◆ **Tasks to complete**
[a] From the passage on merging exposures in Photoshop below, list every fact it gives about the Set White Point Preview slider.
[b] Write a continuation of the passage on merging exposures in Photoshop below, picking up after its final sentence.

═══ Selected extract ═══

The check boxes allow you to turn off each image. Deactivating an image removes its data from the merge. This can be an interesting way to see which data Photoshop is pulling from which image. Remember that the brightest image in your sequence is contributing the darkest information. In this case, the bright image is contributing a lot of the darker shadow tones near the base of the columns. Conversely, the darkest source images are contributing the bright areas of the sky.

Based on what you've been learning, this is good news. Since the shadows are coming from the brightest images, the ones that are overexposed, then they'll most likely be noise free.

On the right side of the window is a Set White Point Preview slider. This slider does not affect any of your image data. It's there only to help you explore the full range of data in your merge. By moving it, you can view brighter or darker parts of your 32-bit file.

Though the Set White Point Preview slider doesn't change any of your actual image data, its setting is stored with your 32-bit image and is used by Photoshop later in determining what the image should look like on the screen, so be sure to leave it on a setting that presents a pleasing image.

═══ Listing ═══

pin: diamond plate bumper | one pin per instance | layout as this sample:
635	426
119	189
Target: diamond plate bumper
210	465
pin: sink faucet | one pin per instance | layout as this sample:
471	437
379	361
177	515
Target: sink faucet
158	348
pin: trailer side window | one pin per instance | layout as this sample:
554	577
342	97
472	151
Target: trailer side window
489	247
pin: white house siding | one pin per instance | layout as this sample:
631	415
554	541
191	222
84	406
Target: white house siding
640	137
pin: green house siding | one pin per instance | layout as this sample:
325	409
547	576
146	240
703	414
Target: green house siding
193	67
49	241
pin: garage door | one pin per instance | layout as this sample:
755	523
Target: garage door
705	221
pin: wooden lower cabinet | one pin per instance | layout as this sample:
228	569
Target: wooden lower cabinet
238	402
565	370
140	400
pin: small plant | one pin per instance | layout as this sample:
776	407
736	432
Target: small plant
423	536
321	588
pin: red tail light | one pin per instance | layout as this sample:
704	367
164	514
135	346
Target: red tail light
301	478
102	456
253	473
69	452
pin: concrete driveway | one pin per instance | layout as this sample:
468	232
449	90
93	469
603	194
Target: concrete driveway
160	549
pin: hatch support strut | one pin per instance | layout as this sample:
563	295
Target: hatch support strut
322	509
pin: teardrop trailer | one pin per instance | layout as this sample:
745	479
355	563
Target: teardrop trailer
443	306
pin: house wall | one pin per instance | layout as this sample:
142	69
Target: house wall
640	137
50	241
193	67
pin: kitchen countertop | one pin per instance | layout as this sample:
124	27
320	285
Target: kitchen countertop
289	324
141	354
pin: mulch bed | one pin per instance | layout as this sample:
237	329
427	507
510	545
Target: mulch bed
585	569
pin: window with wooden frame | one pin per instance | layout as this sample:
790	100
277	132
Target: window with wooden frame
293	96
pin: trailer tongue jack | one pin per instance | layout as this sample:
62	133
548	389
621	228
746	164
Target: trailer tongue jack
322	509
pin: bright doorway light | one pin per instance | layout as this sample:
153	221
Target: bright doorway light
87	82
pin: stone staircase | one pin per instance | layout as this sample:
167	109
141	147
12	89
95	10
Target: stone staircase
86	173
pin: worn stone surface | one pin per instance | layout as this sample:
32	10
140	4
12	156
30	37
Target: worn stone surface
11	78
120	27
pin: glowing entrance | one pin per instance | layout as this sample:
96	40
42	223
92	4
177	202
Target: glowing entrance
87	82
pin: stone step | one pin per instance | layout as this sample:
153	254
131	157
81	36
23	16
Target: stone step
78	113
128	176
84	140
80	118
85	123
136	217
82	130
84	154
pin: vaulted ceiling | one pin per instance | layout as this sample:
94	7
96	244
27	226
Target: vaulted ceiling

═══

◆ **The responses**
[a]
- It sits on the right side of the window.
- It does not affect any of the image data.
- It is there only to help you explore the full range of data in the merge.
- Moving it lets you view brighter or darker parts of the 32-bit file.
- Its setting is stored with the 32-bit image.
- Photoshop later uses that setting to determine what the image should look like on the screen.

[b]
Create the merge

Click OK, and Photoshop will perform the final merge and deliver a 32-bit file in a normal Photoshop window (Figure 6.55). If you poke around in the Photoshop tool palette, you'll find that most of the tools aren't functional. However, you can use Photoshop's Rubber Stamp (Clone) tool, which is good for making minor touch-ups. You can also sharpen, blur, and apply a few other filters as well as resize and rotate the image. For the most part, though, you won't be doing any serious editing on the 32-bit file. In this case, my merge suffered from some troubles with camera sensor dust, so I removed these with the Rubber Stamp tool.

Figure 6.55. After the merge, you'll have what looks like a normal Photoshop file. If you look in the title bar, though, you'll see that it's a 32-bit image. Because most Photoshop tools don't work on 32-bit images, there's very little you can do in the way of editing at this point.


Save the image

Before you can start any serious editing, you need to convert your image to a 16-bit file. Just as your raw file can be processed in different ways, you can perform different 16-bit conversions of your 32-bit image, so it's a good idea to save the 32-bit file so that you can try different approaches to the conversion. Choose File > Save and save the image in Photoshop format.

Convert to 16-bit

Select Image > Mode > 16 Bits/Channel to invoke the HDR Conversion dialog box. This is where the real work of making a good-looking HDR image takes place. To perform the conversion, Photoshop has to figure out which tonal values to throw away to fit the huge mass of 32-bit data into a 16-bit data space. To allow you some control of the process, the HDR Conversion dialog box presents several conversion options, each of which provides different controls (Figure 6.56).

Figure 6.56. Photoshop provides several methods for converting your 32-bit image into a more usable 16-bit image.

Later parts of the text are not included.